→ Texto fornecido:
....

Nossa cultura inunda-nos constantemente com novas informações, contudo, nosso cérebro consegue captar muito pouco delas. Antigamente, lembrar era tudo na vida. Conta uma lenda que no Quinto século AC, um terremoto destruiu o lugar em que o poeta Simonides banqueteava com centenas de convivas. Ele sobreviveu, tendo saído instantes antes do palácio, e consolou os familiares tomando pela mão a cada parente entutado e levando-o ao exato local onde seu morto, momentos antes, estivera conversando. Sua lembrança foi detalhada e confortadora.(1)
A história do mundo, das idéias, das pessoas, era transmitida oralmente, de pai a filho, de mãe a filha, de mestre a aluno. Apesar de termos indícios do uso da escrita desde antes da época de Hamurabi (contemporâneo de Abraão), grande parte do conhecimento era passado através de memórias compartilhadas. Uma geração falava à outra, e era bom que os ouvintes prestassem atenção, porque, por sua vez, teriam de passar adiante aos filhos e netos as lembranças do povo quando seus antepassados já não existissem.
Moisés foi instruído em toda a ciência do Egito (At 7.22), mas teve a memória da identidade de seu povo inculcada por sua mãe, paga pela filha do Faraó para cuidar dele. Ao escrever a Torá, já homem maduro, começa lembrando quem é Deus e o que ele fez, e repete constantemente a admoestação de lembrar a história passada, os grandes feitos do Senhor bem como a terrível escravidão de onde o povo foi retirado, dando os detalhes do tabernáculo e da lei, passando os mandamentos e as promessas para a próxima geração: “guarda-te, para que não esqueças o Senhor, que te tirou da terra do Egito, da casa da servidão”.
Toda essa memória inicia com uma declaração teológica que norteia a vida toda: “Ouve, Israel, o Senhor, nosso Deus, é o único Senhor. Amarás, pois, o Senhor, teu Deus, de todo o teu coração, de toda a tua alma e de toda a tua força”. Ela é afetiva (estarão no teu coração, v 6), diretiva (tu as inculcarás a teus filhos, v 7), constante e em todo lugar (delas falarás assentado em tua casa, e andando pelo caminho, e ao deitar-te, e ao levantar-te; visível em tudo que fazem, no modo como enxergam, na habitação entrando, saindo ou ficando. Também as atarás como sinal na tua mão, e te serão por frontal entre os olhos. E as escreverás nos umbrais de tua casa e nas tuas portas” (vv. 7-9).

....

→ Conjunto de dados:
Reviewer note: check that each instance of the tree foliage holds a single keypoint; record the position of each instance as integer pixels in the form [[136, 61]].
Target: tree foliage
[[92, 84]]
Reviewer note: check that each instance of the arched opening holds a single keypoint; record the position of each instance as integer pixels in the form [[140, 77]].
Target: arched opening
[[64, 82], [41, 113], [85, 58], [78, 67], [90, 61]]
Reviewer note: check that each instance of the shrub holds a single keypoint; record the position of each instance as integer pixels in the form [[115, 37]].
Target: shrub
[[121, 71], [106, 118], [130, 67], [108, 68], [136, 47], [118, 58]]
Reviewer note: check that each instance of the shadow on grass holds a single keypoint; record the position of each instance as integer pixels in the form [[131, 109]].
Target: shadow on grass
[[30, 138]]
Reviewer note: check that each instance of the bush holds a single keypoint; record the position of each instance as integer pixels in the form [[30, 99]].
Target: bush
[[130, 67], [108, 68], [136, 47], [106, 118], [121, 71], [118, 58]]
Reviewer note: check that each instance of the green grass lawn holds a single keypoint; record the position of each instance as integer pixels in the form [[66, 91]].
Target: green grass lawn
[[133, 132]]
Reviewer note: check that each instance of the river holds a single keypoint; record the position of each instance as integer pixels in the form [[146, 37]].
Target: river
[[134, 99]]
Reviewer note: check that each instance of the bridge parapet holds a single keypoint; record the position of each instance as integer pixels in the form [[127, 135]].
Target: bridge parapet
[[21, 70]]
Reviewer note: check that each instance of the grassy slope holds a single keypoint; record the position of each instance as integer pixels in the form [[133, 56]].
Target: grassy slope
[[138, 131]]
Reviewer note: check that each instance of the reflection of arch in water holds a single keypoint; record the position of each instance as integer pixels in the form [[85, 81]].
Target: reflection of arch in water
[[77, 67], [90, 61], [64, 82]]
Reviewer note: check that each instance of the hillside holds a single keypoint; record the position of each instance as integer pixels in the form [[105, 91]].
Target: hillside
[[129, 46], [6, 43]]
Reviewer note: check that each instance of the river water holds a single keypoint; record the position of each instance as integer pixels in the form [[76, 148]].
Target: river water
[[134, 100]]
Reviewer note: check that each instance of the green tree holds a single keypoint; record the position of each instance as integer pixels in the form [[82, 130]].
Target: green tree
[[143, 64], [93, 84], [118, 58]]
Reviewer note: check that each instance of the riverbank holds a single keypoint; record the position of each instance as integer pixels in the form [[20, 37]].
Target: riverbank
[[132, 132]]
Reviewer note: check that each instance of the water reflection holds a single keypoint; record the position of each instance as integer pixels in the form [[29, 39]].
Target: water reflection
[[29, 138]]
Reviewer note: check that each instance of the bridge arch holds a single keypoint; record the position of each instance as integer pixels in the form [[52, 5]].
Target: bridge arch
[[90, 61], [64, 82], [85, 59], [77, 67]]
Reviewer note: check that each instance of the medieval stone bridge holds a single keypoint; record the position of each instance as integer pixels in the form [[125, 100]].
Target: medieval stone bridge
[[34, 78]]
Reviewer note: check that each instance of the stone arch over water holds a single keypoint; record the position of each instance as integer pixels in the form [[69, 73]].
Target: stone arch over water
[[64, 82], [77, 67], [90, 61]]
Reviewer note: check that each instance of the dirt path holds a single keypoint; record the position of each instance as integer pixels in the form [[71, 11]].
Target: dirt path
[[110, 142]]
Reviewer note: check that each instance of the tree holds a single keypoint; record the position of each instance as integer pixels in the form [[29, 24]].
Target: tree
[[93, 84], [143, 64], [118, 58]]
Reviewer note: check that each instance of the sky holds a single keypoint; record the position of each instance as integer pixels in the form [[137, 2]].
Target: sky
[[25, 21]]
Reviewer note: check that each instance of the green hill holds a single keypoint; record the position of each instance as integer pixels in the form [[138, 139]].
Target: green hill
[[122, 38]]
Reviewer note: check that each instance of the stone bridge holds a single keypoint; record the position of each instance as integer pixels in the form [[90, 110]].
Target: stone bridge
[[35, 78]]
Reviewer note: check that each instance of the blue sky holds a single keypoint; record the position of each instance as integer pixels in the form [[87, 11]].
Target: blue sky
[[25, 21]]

....

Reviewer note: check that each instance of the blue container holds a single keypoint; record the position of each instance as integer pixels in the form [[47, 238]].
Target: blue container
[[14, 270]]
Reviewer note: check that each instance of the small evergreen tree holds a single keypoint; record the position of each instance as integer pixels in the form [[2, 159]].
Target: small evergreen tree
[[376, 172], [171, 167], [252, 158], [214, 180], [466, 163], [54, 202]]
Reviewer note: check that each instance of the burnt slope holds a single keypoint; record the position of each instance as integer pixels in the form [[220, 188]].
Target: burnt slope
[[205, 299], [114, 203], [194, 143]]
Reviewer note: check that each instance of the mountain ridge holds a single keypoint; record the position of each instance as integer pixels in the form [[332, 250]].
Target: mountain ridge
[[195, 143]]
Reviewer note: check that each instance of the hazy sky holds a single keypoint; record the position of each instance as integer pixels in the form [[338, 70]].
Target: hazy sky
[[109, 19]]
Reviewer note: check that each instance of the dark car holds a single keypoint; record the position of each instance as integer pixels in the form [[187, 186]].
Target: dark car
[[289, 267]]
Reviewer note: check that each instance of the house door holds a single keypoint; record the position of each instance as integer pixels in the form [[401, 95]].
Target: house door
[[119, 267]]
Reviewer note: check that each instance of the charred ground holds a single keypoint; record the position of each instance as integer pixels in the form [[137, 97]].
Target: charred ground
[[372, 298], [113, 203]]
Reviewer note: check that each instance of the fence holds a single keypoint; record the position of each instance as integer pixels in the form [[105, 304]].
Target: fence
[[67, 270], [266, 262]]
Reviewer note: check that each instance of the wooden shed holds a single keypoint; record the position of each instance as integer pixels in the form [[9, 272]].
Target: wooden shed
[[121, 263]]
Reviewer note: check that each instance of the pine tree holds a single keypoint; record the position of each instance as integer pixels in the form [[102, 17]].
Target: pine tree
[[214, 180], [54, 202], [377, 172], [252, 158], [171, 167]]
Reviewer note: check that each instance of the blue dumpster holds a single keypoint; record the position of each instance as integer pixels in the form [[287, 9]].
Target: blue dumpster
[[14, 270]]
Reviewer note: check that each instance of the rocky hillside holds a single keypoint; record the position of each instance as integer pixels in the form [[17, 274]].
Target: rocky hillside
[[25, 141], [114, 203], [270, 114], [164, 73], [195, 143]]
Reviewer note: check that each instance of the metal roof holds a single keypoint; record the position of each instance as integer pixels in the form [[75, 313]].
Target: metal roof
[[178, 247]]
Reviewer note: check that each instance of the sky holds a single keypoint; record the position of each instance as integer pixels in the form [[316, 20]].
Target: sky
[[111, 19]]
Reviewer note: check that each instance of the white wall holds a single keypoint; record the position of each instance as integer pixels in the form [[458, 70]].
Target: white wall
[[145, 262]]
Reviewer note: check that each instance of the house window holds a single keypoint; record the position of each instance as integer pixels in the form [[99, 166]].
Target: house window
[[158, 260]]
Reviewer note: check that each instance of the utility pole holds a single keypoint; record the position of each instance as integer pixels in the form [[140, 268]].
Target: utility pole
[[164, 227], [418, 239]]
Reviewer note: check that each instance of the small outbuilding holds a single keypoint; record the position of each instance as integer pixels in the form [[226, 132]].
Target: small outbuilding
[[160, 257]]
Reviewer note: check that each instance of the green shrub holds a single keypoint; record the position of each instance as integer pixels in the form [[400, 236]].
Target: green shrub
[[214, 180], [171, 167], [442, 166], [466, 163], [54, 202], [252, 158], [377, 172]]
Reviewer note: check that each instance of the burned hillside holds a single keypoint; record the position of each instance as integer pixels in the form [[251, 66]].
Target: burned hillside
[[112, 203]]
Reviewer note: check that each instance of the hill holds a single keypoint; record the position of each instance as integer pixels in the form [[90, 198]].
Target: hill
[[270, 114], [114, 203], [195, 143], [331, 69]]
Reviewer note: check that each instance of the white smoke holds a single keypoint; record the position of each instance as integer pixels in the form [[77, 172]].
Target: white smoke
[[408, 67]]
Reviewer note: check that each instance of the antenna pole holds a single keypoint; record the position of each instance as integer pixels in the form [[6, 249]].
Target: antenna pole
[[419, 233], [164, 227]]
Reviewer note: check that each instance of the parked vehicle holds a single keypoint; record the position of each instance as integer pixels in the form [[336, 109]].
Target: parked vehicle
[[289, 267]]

....

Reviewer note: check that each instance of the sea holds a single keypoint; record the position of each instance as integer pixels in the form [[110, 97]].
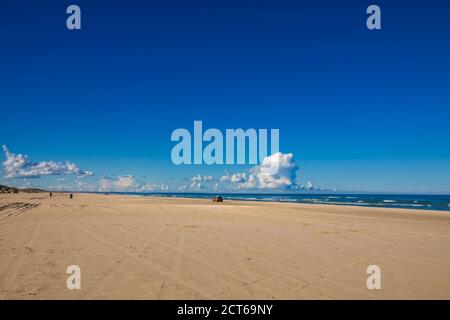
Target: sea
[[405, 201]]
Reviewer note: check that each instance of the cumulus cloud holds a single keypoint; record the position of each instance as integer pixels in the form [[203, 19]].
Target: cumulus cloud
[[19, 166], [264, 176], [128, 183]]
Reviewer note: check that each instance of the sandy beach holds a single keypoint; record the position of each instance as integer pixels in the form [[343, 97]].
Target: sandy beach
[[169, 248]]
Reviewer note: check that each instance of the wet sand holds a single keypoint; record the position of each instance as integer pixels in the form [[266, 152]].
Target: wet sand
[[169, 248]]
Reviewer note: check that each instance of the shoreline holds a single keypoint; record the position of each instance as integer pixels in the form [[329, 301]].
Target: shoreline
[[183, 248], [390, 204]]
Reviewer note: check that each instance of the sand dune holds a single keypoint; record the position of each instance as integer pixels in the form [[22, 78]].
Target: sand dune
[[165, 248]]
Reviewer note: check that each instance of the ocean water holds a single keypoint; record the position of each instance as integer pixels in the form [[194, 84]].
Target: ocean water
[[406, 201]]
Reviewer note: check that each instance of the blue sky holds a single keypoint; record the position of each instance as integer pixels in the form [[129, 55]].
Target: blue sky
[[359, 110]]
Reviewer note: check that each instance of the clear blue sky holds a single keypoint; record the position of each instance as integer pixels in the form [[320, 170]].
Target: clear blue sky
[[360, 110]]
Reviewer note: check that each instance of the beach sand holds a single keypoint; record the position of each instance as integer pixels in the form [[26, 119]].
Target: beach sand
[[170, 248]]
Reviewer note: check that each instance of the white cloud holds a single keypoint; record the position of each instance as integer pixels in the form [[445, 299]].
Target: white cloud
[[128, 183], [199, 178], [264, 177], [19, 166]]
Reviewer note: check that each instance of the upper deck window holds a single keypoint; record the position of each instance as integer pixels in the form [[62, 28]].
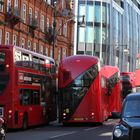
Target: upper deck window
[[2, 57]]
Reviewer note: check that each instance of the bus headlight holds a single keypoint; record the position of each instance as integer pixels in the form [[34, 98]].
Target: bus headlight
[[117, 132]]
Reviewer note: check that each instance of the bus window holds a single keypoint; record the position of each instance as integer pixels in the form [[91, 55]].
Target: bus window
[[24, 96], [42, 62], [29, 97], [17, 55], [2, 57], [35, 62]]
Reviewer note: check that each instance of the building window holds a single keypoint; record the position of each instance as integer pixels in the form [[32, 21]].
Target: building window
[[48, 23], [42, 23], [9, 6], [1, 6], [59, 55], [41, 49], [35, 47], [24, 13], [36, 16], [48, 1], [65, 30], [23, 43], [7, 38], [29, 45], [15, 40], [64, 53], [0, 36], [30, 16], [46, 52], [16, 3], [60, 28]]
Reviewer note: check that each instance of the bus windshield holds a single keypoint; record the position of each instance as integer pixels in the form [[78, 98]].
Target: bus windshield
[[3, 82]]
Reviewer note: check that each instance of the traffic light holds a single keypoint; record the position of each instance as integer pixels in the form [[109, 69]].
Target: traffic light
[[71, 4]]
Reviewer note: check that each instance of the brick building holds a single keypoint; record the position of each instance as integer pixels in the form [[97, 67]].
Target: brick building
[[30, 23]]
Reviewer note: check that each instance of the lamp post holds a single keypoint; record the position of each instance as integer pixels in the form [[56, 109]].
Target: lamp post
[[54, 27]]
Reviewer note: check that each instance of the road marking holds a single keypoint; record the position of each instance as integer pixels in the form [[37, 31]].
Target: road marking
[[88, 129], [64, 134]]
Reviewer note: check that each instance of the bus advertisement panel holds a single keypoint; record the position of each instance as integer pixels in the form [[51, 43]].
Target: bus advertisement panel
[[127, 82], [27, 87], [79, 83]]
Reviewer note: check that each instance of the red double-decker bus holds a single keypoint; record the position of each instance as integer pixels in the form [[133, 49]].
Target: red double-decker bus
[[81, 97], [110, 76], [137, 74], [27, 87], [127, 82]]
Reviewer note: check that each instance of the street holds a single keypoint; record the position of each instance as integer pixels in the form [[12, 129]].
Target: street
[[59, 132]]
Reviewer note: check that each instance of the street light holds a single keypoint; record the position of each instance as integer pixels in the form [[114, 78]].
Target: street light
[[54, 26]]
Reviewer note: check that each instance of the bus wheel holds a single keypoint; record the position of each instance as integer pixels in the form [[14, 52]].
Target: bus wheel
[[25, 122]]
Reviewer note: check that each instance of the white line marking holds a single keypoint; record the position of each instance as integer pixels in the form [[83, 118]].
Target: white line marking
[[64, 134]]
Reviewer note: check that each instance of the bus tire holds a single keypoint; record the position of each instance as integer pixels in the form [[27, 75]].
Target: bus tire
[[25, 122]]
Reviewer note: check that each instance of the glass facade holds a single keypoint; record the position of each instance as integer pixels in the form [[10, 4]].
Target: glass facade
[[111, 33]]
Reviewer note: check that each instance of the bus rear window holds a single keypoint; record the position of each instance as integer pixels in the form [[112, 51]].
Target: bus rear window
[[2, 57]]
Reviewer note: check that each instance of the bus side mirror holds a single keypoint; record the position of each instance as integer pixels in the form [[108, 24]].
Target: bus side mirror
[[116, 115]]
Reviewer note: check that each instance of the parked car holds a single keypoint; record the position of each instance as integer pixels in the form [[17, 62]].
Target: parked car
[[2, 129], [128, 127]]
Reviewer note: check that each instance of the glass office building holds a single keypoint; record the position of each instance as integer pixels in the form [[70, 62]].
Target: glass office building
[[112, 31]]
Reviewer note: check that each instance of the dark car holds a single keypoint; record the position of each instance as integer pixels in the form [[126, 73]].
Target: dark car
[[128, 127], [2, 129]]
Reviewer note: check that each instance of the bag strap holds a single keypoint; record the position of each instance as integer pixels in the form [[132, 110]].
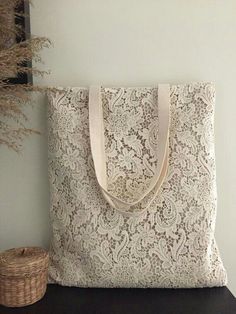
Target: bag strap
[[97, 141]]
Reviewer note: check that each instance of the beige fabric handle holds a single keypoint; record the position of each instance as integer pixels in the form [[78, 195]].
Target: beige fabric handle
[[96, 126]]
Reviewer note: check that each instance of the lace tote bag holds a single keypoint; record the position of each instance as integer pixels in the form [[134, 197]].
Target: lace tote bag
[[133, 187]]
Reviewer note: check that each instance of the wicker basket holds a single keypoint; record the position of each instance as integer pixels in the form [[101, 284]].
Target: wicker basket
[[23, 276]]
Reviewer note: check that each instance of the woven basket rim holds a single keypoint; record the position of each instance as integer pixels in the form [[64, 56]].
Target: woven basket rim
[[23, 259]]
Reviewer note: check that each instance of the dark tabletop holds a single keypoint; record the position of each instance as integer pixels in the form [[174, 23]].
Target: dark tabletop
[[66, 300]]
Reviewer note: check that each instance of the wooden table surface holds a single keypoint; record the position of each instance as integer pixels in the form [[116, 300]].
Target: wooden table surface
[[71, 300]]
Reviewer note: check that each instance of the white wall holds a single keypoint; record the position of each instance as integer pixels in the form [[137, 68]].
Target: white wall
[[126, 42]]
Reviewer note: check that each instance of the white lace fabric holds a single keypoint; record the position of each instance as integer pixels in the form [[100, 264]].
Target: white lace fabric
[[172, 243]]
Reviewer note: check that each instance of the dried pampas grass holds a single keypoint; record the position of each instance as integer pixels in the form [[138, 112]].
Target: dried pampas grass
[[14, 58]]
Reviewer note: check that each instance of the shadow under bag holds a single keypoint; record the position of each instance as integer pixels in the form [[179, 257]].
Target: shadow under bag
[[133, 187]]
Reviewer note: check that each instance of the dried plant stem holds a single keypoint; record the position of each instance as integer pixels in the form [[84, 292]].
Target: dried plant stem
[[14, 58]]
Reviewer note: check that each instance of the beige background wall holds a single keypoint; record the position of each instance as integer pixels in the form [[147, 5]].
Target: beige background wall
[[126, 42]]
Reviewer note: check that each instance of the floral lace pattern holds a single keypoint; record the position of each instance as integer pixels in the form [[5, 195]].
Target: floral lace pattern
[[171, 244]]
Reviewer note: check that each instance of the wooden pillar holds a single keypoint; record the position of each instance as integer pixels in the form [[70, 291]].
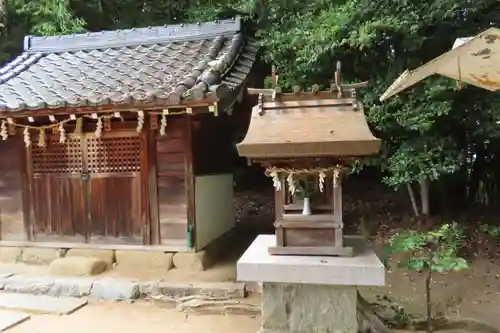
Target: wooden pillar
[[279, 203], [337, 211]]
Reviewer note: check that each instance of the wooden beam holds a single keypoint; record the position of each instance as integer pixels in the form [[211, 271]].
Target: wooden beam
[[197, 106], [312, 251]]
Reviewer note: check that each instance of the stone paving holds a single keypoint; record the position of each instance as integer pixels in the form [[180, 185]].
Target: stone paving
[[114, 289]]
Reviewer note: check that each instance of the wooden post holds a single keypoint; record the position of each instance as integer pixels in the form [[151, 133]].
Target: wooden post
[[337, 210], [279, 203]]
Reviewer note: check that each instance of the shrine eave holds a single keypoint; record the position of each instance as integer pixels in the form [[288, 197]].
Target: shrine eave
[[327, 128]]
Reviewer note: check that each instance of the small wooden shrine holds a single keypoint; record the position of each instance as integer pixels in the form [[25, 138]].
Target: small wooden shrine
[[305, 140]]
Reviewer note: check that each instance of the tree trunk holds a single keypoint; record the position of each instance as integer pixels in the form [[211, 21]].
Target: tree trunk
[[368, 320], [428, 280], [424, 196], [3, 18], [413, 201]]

....

→ Tarefas:
[A] Responda com base no texto sobre memória:
(i) Em que século, segundo a lenda, um terremoto destruiu o lugar onde Simonides banqueteava?
(ii) Quem foi paga pela filha do Faraó para cuidar de Moisés?
(iii) De quem Hamurabi é apontado como contemporâneo?
[B] Escreva a continuação do texto sobre memória, começando logo depois da última frase dele.
Os itens não têm papel algum nesta atividade.

→ Respostas:
[A]
(i) No quinto século a.C.
(ii) A mãe de Moisés.
(iii) De Abraão.

[B]
A instrução bíblica desde o Antigo Testamento e perpassando o Novo trata de guardar a Palavra de Deus na mente e no coração. O jovem aprendia a Lei do Senhor memorizando – tinha de ser praticada em cada detalhe de sua vida. Quando chegava ao Bar Mitzvá, o rapaz não só sabia ler a Escritura (tarefa que exigia bastante do leitor, pois o texto se encontrava em pesado rolo de escrita corrente, sem pontuação, pausas e marcações vocálicas). Assim, junto à leitura criteriosa, tinha de haver uma memória prodigiosa para lembrar exatamente como ler o que se lia. Isso não se limitava aos homens. O Magnificat de Maria mostra que ela tinha na memória o cântico de Ana (1 Samuel 2.1-10) e a promessa a toda mulher em Israel que poderia abrigar no ventre seu próprio Salvador!
A memória entre o povo judeu nasceu com as primeiras histórias narradas em Gênesis, e continuou se desenvolvendo em toda a história do povo de Deus. Quando o povo se esquecia da Palavra de Deus e corria após outros deuses, os profetas tinham a tarefa de lembrar aquilo que eles haviam esquecido – e isso muitas vezes ficava marcado pelo sofrimento e disciplina do Senhor. Quando Deus restaurava a sorte de Sião, era por sua lei que isso ocorria (Sl 19.7). O relato da restauração do templo iniciada por Esdras está pontilhada de comentários tais como “assim está escrito na Lei de Moisés”. A Palavra, e a lembrança do que ela ensinava, era a tônica para toda a ação corporativa bem como individual diante de Deus.
De “Quero trazer à memória o que me pode dar esperança… Grande é a tua fidelidade” (Lm 3.21-23) até “Conheço as tuas obras… Tenho, porém, contra ti que abandonaste o teu primeiro amor. Lembra-te, pois, de onde caíste, arrepende-te e volta à prática das primeiras obras; e, se não, venho a ti e moverei do seu lugar o teu candeeiro, caso não te arrependas” (Ap 2.2-5) a Palavra estimula, adverte e promete quanto à lembranças. “Me lembro de ti nas minhas orações, noite e dia. Lembrado das tuas lágrimas, estou ansioso por ver-te, para que eu transborde de alegria pela recordação que guardo de tua fé sem fingimento, a mesma que, primeiramente, habitou em tua avó Lóide e em tua mãe Eunice, e estou certo de que também, em ti” (2Tm 1.3-5).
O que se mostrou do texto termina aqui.